• Work required:
Transcribe each entry exactly as it appears, leaving out any picture it holds.
*** Data extracts ***
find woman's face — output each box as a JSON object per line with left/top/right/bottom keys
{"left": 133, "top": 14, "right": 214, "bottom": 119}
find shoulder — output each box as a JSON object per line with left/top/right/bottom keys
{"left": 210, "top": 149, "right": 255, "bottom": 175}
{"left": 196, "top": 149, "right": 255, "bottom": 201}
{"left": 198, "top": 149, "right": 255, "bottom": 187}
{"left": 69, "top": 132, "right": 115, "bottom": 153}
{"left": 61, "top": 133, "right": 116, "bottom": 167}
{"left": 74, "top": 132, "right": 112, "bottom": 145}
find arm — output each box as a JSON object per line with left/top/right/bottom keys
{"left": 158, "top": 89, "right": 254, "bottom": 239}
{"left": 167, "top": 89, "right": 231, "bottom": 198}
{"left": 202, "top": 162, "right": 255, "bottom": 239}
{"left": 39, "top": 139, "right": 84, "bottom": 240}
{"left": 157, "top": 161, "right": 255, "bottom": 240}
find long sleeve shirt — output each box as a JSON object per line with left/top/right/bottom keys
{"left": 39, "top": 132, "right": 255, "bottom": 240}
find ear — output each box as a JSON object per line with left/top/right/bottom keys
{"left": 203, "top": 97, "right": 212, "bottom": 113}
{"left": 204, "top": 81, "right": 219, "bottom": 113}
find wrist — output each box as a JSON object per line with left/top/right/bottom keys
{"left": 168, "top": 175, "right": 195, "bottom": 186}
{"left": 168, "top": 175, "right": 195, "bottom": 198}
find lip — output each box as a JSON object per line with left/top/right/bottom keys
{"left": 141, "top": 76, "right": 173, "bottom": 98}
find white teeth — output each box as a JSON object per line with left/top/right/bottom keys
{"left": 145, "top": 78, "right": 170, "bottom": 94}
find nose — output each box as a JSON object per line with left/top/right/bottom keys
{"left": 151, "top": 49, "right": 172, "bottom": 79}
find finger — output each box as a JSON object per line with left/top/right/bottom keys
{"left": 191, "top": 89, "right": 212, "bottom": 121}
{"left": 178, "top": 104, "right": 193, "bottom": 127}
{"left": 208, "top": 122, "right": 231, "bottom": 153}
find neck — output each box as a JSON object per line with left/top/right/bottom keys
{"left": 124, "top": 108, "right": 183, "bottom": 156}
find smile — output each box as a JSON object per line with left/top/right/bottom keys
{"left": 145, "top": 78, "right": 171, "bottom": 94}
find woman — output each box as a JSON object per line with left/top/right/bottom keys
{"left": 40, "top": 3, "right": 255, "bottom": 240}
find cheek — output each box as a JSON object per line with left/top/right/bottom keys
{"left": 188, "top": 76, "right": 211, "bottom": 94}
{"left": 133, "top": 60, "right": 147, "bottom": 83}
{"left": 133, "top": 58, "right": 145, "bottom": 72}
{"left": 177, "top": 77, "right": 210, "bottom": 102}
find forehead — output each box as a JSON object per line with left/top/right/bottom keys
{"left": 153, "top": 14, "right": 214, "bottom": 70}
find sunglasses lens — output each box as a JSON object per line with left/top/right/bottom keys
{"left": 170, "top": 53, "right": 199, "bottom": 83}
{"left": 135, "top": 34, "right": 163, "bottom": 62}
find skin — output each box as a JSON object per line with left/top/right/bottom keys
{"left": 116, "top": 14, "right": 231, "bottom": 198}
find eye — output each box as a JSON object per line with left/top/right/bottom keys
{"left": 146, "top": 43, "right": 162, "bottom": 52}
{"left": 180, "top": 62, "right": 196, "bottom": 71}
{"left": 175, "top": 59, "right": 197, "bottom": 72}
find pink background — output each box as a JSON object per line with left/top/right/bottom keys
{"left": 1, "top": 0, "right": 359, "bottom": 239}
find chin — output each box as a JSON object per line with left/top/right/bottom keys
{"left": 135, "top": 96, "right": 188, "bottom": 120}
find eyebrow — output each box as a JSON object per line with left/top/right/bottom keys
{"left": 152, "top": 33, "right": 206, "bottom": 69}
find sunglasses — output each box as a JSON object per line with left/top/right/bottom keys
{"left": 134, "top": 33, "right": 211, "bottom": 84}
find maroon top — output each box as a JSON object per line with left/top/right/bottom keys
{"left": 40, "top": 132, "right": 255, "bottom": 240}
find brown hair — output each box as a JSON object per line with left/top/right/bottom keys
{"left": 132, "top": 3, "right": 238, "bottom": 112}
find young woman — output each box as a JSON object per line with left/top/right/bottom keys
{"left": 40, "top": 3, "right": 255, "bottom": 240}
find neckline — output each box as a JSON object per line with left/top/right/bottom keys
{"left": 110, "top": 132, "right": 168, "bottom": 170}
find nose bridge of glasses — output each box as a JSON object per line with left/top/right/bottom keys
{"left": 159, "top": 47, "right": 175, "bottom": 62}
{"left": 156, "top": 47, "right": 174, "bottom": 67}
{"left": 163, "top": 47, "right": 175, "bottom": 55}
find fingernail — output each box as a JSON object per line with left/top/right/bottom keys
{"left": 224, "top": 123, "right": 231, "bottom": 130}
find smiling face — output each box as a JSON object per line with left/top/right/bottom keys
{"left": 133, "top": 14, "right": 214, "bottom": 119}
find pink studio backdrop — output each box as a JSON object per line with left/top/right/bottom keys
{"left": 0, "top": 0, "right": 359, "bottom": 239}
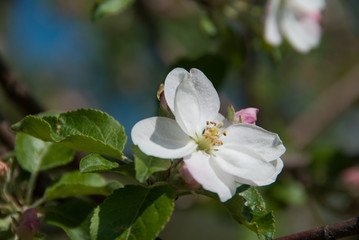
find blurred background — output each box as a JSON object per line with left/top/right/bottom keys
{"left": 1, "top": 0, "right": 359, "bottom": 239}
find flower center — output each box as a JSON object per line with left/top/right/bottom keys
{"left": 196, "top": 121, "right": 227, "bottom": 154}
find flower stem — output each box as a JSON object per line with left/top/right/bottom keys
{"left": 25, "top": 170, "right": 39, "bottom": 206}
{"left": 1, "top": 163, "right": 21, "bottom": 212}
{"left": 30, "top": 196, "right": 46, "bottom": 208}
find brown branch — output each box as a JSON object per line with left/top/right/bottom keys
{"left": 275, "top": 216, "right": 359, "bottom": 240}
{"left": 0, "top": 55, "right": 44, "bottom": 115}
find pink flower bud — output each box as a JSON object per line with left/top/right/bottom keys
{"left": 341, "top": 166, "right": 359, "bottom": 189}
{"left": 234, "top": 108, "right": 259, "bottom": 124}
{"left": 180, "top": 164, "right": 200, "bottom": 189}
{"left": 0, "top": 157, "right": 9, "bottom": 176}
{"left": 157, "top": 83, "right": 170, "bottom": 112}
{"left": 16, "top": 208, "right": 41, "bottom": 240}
*** End of Data extracts ***
• Your response:
find woman's face — output each box as a JSON object per line with left/top/right/bottom keys
{"left": 133, "top": 14, "right": 214, "bottom": 119}
find shoulder — output each box as a JSON object per line with left/top/right/bottom keys
{"left": 210, "top": 149, "right": 255, "bottom": 175}
{"left": 196, "top": 149, "right": 255, "bottom": 201}
{"left": 198, "top": 149, "right": 255, "bottom": 187}
{"left": 69, "top": 132, "right": 115, "bottom": 153}
{"left": 61, "top": 133, "right": 116, "bottom": 167}
{"left": 74, "top": 132, "right": 112, "bottom": 145}
find arm — output each box as a JSON object per line with left/top/right/bottom keys
{"left": 158, "top": 89, "right": 254, "bottom": 239}
{"left": 167, "top": 89, "right": 231, "bottom": 198}
{"left": 202, "top": 162, "right": 255, "bottom": 239}
{"left": 39, "top": 139, "right": 84, "bottom": 240}
{"left": 157, "top": 161, "right": 255, "bottom": 240}
find long sleeve shirt — output each box as a JSON object per line with left/top/right/bottom keys
{"left": 39, "top": 132, "right": 255, "bottom": 240}
find ear — output each box as a JSON object per line with left/top/right/bottom keys
{"left": 203, "top": 97, "right": 212, "bottom": 113}
{"left": 204, "top": 81, "right": 219, "bottom": 113}
find wrist — output each box as a JSON object per line with left/top/right/bottom keys
{"left": 168, "top": 175, "right": 195, "bottom": 186}
{"left": 168, "top": 175, "right": 195, "bottom": 198}
find lip — output each box as a JSON object per line with left/top/right/bottom keys
{"left": 141, "top": 76, "right": 173, "bottom": 98}
find white teeth — output each box as a JSON object per line with left/top/right/bottom keys
{"left": 145, "top": 78, "right": 170, "bottom": 94}
find nose — output each box as a JSON object per line with left/top/right/bottom keys
{"left": 151, "top": 49, "right": 172, "bottom": 79}
find finger — output each box as a JSON object per line with left/top/right/bottom keys
{"left": 191, "top": 89, "right": 212, "bottom": 121}
{"left": 178, "top": 104, "right": 193, "bottom": 127}
{"left": 208, "top": 122, "right": 231, "bottom": 153}
find neck — output each box as a JSON object per line with left/top/right/bottom keys
{"left": 124, "top": 108, "right": 183, "bottom": 156}
find smile — output each box as a JSON object per line with left/top/right/bottom keys
{"left": 145, "top": 78, "right": 171, "bottom": 94}
find woman — output each box as a JSON object per line with left/top/right/bottom keys
{"left": 40, "top": 3, "right": 255, "bottom": 240}
find cheek — output each box as a JSON object per line with left/top/right/bottom keys
{"left": 188, "top": 76, "right": 211, "bottom": 94}
{"left": 133, "top": 60, "right": 147, "bottom": 83}
{"left": 133, "top": 58, "right": 145, "bottom": 72}
{"left": 177, "top": 77, "right": 210, "bottom": 102}
find forehead — output each box as a JSON object per line with left/top/right/bottom keys
{"left": 153, "top": 14, "right": 214, "bottom": 70}
find sunglasses lens — output each box as a JSON object per line with left/top/right/bottom keys
{"left": 170, "top": 53, "right": 199, "bottom": 83}
{"left": 135, "top": 34, "right": 163, "bottom": 62}
find skin — output each box as a JSON object per line with left/top/right/bottom keys
{"left": 116, "top": 14, "right": 231, "bottom": 198}
find eye — output each box as a JSON object per line with left/top/right/bottom keys
{"left": 146, "top": 43, "right": 162, "bottom": 52}
{"left": 180, "top": 62, "right": 196, "bottom": 71}
{"left": 175, "top": 59, "right": 197, "bottom": 72}
find pink background — output each box as a JSON object per line with left/top/right/bottom keys
{"left": 1, "top": 0, "right": 359, "bottom": 239}
find chin — output each box as a JSON object per line with left/top/right/bottom keys
{"left": 135, "top": 96, "right": 188, "bottom": 120}
find eyebrow — output each box as a JSON object per line with left/top/right/bottom keys
{"left": 152, "top": 33, "right": 206, "bottom": 69}
find sunglasses — output each box as a JSON object per line with left/top/right/bottom keys
{"left": 134, "top": 33, "right": 211, "bottom": 84}
find maroon top — output each box as a JSON object per line with left/top/right/bottom keys
{"left": 40, "top": 132, "right": 255, "bottom": 240}
find brown hair — output each box as a JSON object per line with left/top/right/bottom keys
{"left": 132, "top": 3, "right": 238, "bottom": 112}
find young woman — output each box as a JSON object per line with left/top/right/bottom keys
{"left": 40, "top": 3, "right": 255, "bottom": 240}
find neckline — output each box as a JSON object per line with left/top/right/bottom keys
{"left": 110, "top": 132, "right": 168, "bottom": 170}
find nose bridge of glasses — output each box as a JSON object per line with left/top/right/bottom keys
{"left": 159, "top": 47, "right": 175, "bottom": 62}
{"left": 156, "top": 47, "right": 174, "bottom": 67}
{"left": 163, "top": 47, "right": 175, "bottom": 55}
find fingernail — output each box as a JSON object per line with left/top/right/bottom keys
{"left": 224, "top": 123, "right": 231, "bottom": 130}
find smiling face — output each box as a JSON object per line with left/top/right/bottom keys
{"left": 133, "top": 14, "right": 214, "bottom": 119}
find pink studio backdrop — output each box as a JSON object per line with left/top/right/bottom keys
{"left": 0, "top": 0, "right": 359, "bottom": 239}
find blurred background — output each box as a JSON object per line with left/top/right/bottom keys
{"left": 1, "top": 0, "right": 359, "bottom": 239}
find flower center — output each box as a JSON object per line with left/top/right/bottom keys
{"left": 196, "top": 121, "right": 227, "bottom": 154}
find flower stem — output each box as a JSON object per line with left/top/right/bottom keys
{"left": 25, "top": 170, "right": 39, "bottom": 206}
{"left": 1, "top": 163, "right": 21, "bottom": 212}
{"left": 30, "top": 196, "right": 46, "bottom": 208}
find brown branch — output each box as a JSON object per line with left/top/right/bottom keys
{"left": 275, "top": 216, "right": 359, "bottom": 240}
{"left": 0, "top": 55, "right": 44, "bottom": 115}
find pink flower bud — output each box as a JSON object per line with left/top/right/bottom keys
{"left": 341, "top": 166, "right": 359, "bottom": 189}
{"left": 234, "top": 108, "right": 259, "bottom": 124}
{"left": 180, "top": 164, "right": 200, "bottom": 189}
{"left": 0, "top": 157, "right": 9, "bottom": 176}
{"left": 157, "top": 83, "right": 170, "bottom": 112}
{"left": 16, "top": 208, "right": 41, "bottom": 240}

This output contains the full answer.